# Restoration Project.



## Camel923 (Aug 13, 2014)

Recently I picked up a 20 gauge Winchester 840 and a 22 lr Savage model 3( appears to be pre WW2) I rated the Savage poor to junk due to rust and no light going down the barrel (clogged). The bolt and trigger work. This was a free throw in. The shotgun was rated to be fair condition due to surface rust and some White discoloration in the bore. I figured it was worth maybe 35 to 70 bucks. Because this young lady works for me I offered her $70. I know she can use it. If I can salvage the 22 I will give her something for it down the road. Anyway, I figured to throw this out there and see what kind of input you all have. I figure to first clean the bores well. If acceptable bores, then disassemble and apply steel wool to remove the rust followed perhaps with cold bluing for the metal and to also treat the wood stocks as the shotgun has a dry feel to it.





















This is not my specialty but practice so I have experience and skill assessment for what if.


----------



## stowlin (Apr 25, 2016)

Make old new again. Best of luck to you.


----------



## sideKahr (Oct 15, 2014)

Good luck with your restoration.

I experimented with a 7mm Mauser 98 once. After many coats of hand rubbed oil finish on the stock and a "brown" finish that took 6 months to cure, It looked pretty good. I had bought it for $100, and managed to sell it for $100. That was my last foray into gunsmithing.


----------



## Camel923 (Aug 13, 2014)

sideKahr said:


> Good luck with your restoration.
> 
> I experimented with a 7mm Mauser 98 once. After many coats of hand rubbed oil finish on the stock and a "brown" finish that took 6 months to cure, It looked pretty good. I had bought it for $100, and managed to sell it for $100. That was my last foray into gunsmithing.


I figure on just seeing what I can do. No way I make anything on it. I know I am putting more into the project than it's worth but I am ok with that. I can always quit if I figure it's not worth it. Not a big deal to me.


----------



## Oddcaliber (Feb 17, 2014)

Well,if nothing else the part's are worth something. Good luck and keep posting pics.

- - - - -

◆ **Work to complete**:
**A.** List every firearm named in the restoration thread, giving each one's gauge or caliber as stated.
**B.** Answer these from the restoration thread:
(i) How much did Camel923 offer the young lady for the shotgun?
(ii) How long did the "brown" finish on sideKahr's Mauser take to cure?
(iii) According to Oddcaliber, what is worth something even if nothing else is?
**C.** Pick up the restoration thread where it stops and add the next post or two.
You won't need the records to do any of this.

- - - - -

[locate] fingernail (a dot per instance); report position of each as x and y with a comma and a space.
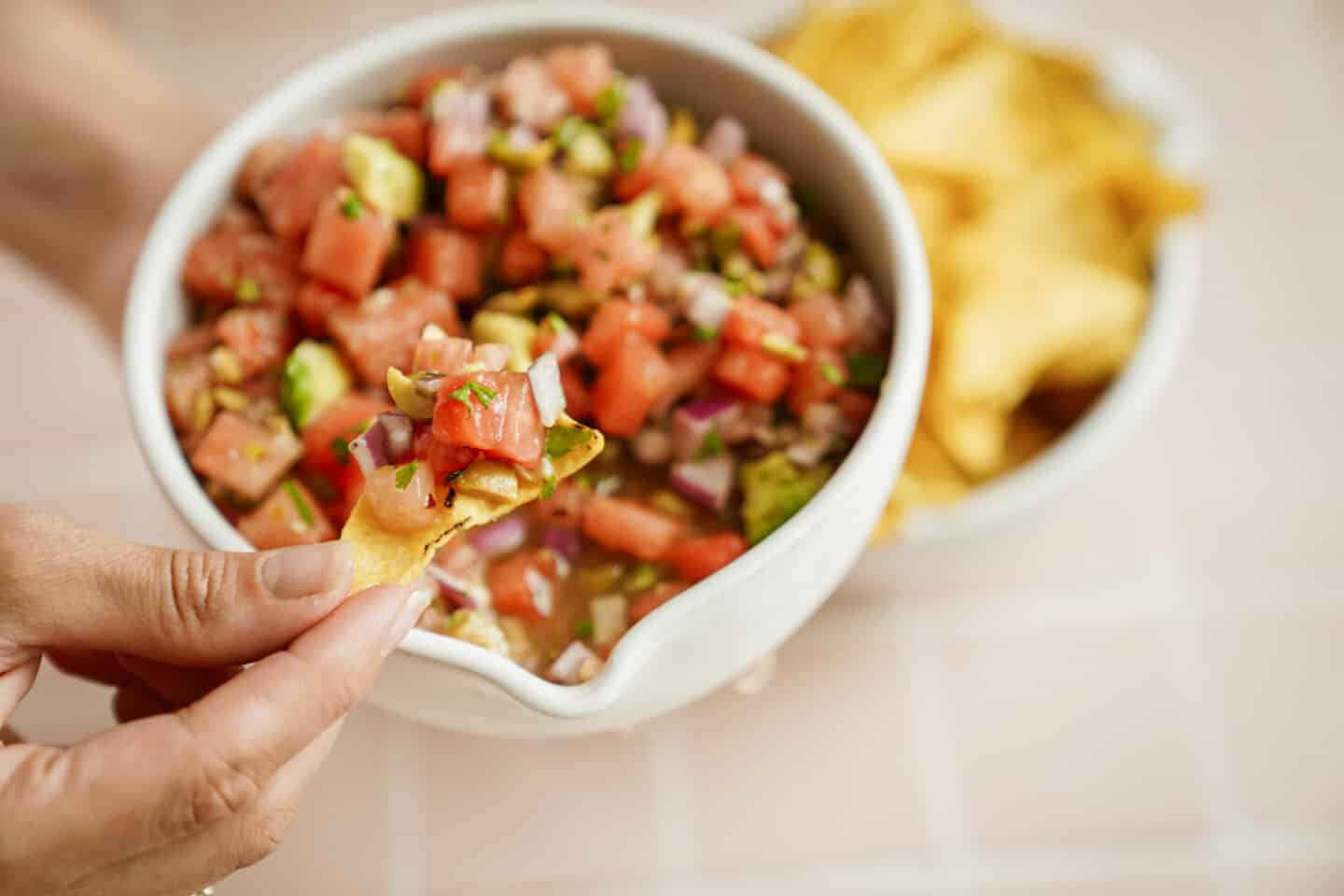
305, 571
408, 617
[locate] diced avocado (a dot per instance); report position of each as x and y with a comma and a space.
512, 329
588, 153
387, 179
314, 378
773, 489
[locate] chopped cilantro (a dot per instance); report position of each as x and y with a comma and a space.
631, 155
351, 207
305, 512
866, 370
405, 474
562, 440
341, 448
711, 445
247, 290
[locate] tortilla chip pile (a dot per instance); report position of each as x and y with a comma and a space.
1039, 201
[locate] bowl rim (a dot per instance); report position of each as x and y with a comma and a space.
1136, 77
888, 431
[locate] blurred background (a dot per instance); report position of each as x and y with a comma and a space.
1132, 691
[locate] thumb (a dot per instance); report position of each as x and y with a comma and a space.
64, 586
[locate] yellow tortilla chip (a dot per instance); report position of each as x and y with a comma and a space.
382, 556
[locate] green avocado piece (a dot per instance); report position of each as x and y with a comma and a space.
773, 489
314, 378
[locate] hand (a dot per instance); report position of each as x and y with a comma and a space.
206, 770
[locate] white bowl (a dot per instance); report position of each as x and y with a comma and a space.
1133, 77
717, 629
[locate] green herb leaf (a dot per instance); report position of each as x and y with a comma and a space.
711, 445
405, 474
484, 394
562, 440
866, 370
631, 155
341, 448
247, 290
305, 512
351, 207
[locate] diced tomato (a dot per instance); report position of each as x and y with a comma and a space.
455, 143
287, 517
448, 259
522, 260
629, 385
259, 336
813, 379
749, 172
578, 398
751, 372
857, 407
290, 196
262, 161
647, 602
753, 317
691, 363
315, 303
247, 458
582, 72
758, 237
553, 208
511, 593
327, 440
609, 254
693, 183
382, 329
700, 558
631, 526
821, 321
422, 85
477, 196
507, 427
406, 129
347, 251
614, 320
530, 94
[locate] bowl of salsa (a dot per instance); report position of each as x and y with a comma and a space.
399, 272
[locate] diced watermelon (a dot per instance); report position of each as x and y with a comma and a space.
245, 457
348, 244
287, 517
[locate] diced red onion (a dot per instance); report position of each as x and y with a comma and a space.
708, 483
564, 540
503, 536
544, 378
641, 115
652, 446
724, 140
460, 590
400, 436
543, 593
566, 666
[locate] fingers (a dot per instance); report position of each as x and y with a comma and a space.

- - - - -

◆ **Answers provided**:
**A.**
20 gauge Winchester 840
22 lr Savage model 3
7mm Mauser 98

**B.**
(i) $70
(ii) 6 months
(iii) The parts

**C.**
----------



## SOCOM42 (Nov 9, 2012)

I guess it is a form of gratification when done, have done it many times myself.

Last personal restoration guns were 1894 Winchesters that included new barrels.

A power driven wire brush will quickly remove surface rust, use a fine one.

Draino will strip rust out of a bore, but takes a while to do.

If the receiver's are iron, instant blue will be awful, I would use Ceracoat.

Right now I am doing over a customers 1894 winni classic from about 1980, 

It will get a baked on black enamel finish, receiver only.

Any questions, ask.


----------



## Camel923 (Aug 13, 2014)

SOCOM42 said:


> I guess it is a form of gratification when done, have done it many times myself.
> 
> Last personal restoration guns were 1894 Winchesters that included new barrels.
> 
> ...


Thanks. You will probably get sick of hearing from me.


----------



## Targetshooter (Dec 4, 2015)

I did a restoration on a Marlin model 60 a friend he got it fishing , " yes he caught it " , that was the catch of the day , it was in very bad shape , it looked like it's been there for 15 or so years , with 10 months of work it looks just like new . I love restoring guns " rifles " .


----------



## Slippy (Nov 14, 2013)

(Slippy pulls out his HUGE notebook entitled Guns I Want Before I Die and jots down Winchester Model 1894)

View attachment 29794




SOCOM42 said:


> I guess it is a form of gratification when done, have done it many times myself.
> 
> Last personal restoration guns were 1894 Winchesters that included new barrels.
> 
> ...


----------



## inceptor (Nov 19, 2012)

Targetshooter said:


> I did a restoration on a Marlin model 60 a friend he got it fishing , " yes he caught it " , that was the catch of the day , it was in very bad shape , it looked like it's been there for 15 or so years , with 10 months of work it looks just like new . I love restoring guns " rifles " .


I'll bet that was one of the guns I lost in a boating accident :vs_shocked:


----------



## rice paddy daddy (Jul 17, 2012)

Good score, Camel. I love old single shot shot guns myself. My last one was a Stevens Model 94, the hang tag from the pawn shop described its condition as "rough".
I like to leave as much brown patina on the metal as possible, I prefer not to take it down to shiny metal. But that is just a personal preference of mine.
I keep OOOO grade steel wool around to gently get rid of any real rust, I lubricate it with mineral spirits or kerosene and do the scrubbing by hand.
The wood I have not experimented with, beyond waxing them with some spray Pledge, there are so many different products available.

I DO keep old brass bristle shotgun bore brushes around, and chuck them on a cleaning rod into a variable speed drill and get the bores shiny. Especially the chambers. When I'm done an empty shell will eject over my shoulder and back a good 10 feet.


----------



## SOCOM42 (Nov 9, 2012)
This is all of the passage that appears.